ACTIONS TO TAKE:
[a] Summarize the graduation reflection in two sentences.
[b] List every proper name of a place or institution that appears in the graduation reflection.
[c] Carry on writing the graduation reflection from the point where it stops.

Two Passing Ships on the Sea: A Graduation Reflection
In 2017, a new college graduate, I moved out of my parents’ home to Beijing, China. It has been a wonderful journey that has taught me many things about life. Now, in my career as a teacher, I face a farewell to my first graduating class. It has given me pause to reflect on where I was when I first embarked on a journey similar to the one they are now preparing for. In what state of life was I when I first came here? And how will my students’ experience be different?
Where I was when I moved out on my own
I really started living for myself when I graduated from Boise State with my degree in English Linguistics. Unlike most of my classmates, I commuted to school instead of staying in the dorms—a decision that, while economical, I regret. I would have learned more about myself and built stronger relationships had I moved out earlier. Because I was so anxious about relationships and social skills, this would have made the biggest difference in helping me overcome my perceived shortcomings. That said, when I moved to China, I was still quite young and had ample opportunity to meet new people and try new things—though a bit behind the curve as I was.
Life skills
I moved out into the great unknown—China. You could say I’d had enough of home life and wanted to see something different. China is as different as it gets in some ways. But while I had learned enough life skills to make sure I didn’t starve or end up living on the streets, there were many areas where I didn’t have my act together.
My wife will tell you about the first time she visited my apartment and discovered the mountain of unwashed laundry on the floor of my balcony. Yes, I knew how to do laundry, but there were lots of habits I hadn’t learned. It’s funny when I look back on it, but there wasn’t much excuse for it.

INFORMATION SHOWN:
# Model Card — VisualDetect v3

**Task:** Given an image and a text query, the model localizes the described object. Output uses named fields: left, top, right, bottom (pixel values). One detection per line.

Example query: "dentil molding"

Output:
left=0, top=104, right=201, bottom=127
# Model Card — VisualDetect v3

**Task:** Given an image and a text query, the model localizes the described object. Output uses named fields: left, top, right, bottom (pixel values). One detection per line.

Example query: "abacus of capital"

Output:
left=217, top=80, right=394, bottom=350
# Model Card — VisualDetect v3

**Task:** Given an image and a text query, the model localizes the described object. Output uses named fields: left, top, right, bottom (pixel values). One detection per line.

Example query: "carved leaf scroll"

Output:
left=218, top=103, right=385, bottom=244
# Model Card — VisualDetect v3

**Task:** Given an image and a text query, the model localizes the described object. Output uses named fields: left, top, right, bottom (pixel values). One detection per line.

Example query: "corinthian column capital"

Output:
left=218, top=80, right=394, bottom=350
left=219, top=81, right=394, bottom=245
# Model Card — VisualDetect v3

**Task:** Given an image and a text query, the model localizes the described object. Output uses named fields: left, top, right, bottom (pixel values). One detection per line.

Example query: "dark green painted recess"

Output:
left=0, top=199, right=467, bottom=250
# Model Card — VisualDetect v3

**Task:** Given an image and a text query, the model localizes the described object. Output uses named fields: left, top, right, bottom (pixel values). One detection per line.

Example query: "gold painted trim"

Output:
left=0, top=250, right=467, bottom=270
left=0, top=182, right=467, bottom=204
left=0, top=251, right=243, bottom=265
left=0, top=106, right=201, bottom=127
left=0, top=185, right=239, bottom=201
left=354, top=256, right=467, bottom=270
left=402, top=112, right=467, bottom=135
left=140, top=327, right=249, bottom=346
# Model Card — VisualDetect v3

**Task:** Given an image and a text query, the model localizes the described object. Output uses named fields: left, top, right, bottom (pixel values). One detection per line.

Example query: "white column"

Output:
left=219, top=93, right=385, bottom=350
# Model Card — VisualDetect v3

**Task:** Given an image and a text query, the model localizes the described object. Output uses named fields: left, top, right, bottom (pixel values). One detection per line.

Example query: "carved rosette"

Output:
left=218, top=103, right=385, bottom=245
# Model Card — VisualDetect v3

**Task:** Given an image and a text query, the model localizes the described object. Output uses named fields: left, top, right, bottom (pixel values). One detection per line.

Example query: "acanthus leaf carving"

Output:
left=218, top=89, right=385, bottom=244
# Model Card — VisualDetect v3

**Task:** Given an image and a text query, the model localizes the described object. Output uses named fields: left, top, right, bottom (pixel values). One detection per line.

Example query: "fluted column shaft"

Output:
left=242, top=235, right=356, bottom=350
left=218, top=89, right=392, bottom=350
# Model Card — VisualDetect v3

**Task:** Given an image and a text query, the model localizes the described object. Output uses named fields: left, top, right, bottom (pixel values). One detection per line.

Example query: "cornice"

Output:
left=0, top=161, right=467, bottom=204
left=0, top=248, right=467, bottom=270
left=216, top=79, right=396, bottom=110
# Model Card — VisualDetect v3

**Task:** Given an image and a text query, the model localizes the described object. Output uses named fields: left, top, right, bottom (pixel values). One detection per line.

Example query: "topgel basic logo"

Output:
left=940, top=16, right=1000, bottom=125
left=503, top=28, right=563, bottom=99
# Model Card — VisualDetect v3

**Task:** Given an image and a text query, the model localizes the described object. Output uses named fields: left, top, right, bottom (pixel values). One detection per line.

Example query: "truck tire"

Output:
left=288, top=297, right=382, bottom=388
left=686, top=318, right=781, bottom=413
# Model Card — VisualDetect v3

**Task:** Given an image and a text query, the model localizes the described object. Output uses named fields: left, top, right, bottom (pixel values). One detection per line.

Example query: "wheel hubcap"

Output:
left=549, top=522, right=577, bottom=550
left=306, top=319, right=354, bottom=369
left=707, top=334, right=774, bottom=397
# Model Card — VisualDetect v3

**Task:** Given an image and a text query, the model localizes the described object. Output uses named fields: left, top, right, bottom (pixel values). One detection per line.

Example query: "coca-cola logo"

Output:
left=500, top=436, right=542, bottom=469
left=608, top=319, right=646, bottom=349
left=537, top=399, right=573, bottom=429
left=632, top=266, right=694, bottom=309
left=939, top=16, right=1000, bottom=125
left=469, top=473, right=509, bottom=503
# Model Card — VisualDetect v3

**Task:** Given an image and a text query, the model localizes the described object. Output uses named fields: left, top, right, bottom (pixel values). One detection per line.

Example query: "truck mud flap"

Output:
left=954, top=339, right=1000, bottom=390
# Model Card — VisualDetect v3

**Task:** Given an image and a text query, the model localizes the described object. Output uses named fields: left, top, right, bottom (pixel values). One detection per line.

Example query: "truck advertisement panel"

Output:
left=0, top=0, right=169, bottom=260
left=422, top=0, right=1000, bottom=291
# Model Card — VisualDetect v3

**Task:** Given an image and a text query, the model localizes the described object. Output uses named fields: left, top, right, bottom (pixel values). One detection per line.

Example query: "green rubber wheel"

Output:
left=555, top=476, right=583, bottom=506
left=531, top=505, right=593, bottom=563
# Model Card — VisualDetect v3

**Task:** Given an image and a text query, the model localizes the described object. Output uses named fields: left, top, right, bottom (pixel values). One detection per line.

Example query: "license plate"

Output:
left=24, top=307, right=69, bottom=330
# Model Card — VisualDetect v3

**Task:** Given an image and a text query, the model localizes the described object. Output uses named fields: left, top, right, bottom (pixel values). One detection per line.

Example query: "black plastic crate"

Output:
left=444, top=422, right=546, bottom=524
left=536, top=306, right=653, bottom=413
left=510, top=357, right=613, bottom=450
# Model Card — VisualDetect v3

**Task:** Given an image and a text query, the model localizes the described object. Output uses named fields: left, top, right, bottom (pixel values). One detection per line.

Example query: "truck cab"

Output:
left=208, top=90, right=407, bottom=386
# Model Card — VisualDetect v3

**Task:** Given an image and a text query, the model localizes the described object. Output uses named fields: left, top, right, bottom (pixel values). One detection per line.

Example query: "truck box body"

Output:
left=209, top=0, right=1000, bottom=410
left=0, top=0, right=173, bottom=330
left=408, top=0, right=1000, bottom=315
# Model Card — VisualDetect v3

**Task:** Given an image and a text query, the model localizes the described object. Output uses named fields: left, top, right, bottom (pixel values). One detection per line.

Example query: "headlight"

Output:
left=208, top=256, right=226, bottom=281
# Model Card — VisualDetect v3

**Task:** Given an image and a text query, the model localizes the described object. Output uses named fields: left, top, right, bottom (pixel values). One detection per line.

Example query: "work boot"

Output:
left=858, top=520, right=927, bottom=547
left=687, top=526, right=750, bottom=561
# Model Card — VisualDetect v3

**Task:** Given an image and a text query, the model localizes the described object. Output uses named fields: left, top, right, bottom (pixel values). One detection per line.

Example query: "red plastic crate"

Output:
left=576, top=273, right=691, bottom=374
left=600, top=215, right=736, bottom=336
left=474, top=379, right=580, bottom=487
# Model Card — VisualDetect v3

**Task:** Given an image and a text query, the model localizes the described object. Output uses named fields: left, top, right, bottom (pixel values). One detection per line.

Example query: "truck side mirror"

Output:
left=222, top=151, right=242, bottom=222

THE ANSWERS:
[a] After graduating from Boise State in 2017 and moving from the parents' home to Beijing, the author, now a teacher saying farewell to a first graduating class, reflects on the state of life at that time. The author regrets having commuted to school instead of living in the dorms, and admits to arriving in China still lacking some habits, such as keeping up with laundry.

[b]
Beijing
China
Boise State

[c]
In the job I had, I was making decent money for the area. Beijing is a low-cost-of-living area (as long as you don’t count real-estate prices), and I was making more than enough to meet my basic needs. I was a kid in a candy store. I was making almost 50 percent more than the city’s median salary, and I had no responsibilities—no wife, no kids, just my rent. After a year, I was tired of my first job and ready to switch to a new one, and I had nothing material to show for my time there—just the memories of quite a few late nights and wasted hangover weekends. That, and the memories of my first dates with my wife. So, not a complete loss. That first year was formative for me.
Romance
My youth was marked by idealism. I had strong beliefs about how things should be, and this was especially true about romance. I came from a family in which my parents loved each other deeply and worked hard for each other’s happiness, which can be a rare and precious thing. It also became a burden to my young perfectionist self, who, as shy and socially anxious as he was, couldn’t muster the courage to step out of his comfort zone.
In China, however, with my dishwater blond hair and fair complexion, I received significant feminine attention. I was only 22 and eager to gain romantic experience, although it was far from smooth sailing. As I’ve mentioned in other posts, in my teenage years, I didn’t learn guitar to get girls like any average teenage boy would have done, but rather as a crutch to avoid socializing.
My wife, reflecting on the start of our relationship before we were officially a couple, taught me the word 渣男 (pinyin: zhā nán), which translates to scumbag, jerk, or player (the non-rhotic kind). I hadn’t kissed anyone or done anything forward, but I had gone out with more than one girl at the same time. I was just curious and excited to be making relationships. And my wife still married me after all, so it couldn’t have been that bad.
At heart, I’m a romantic. I’ve always thought my parents’ relationship was an exemplar of what a marriage should be, and I had strong idealistic tendencies. I hoped to prove to them that I could do the same—that I could run a good long-term relationship as well as they have done over the past 36 years. It was for that reason that I jumped the gun and married the first woman I seriously dated. In retrospect, it may have made good mathematical sense to have waited. But you live and learn. C’est la vie. I digress.
Hobbies and interests
Having no real life experience, I was naïve about a lot of things. Aside from not really knowing what to look for in a romantic partner, I also thought that I would have a lot of time to pursue my hobbies. I actually thought I would have time to play guitar and record music.
Allow me to rant a little about this.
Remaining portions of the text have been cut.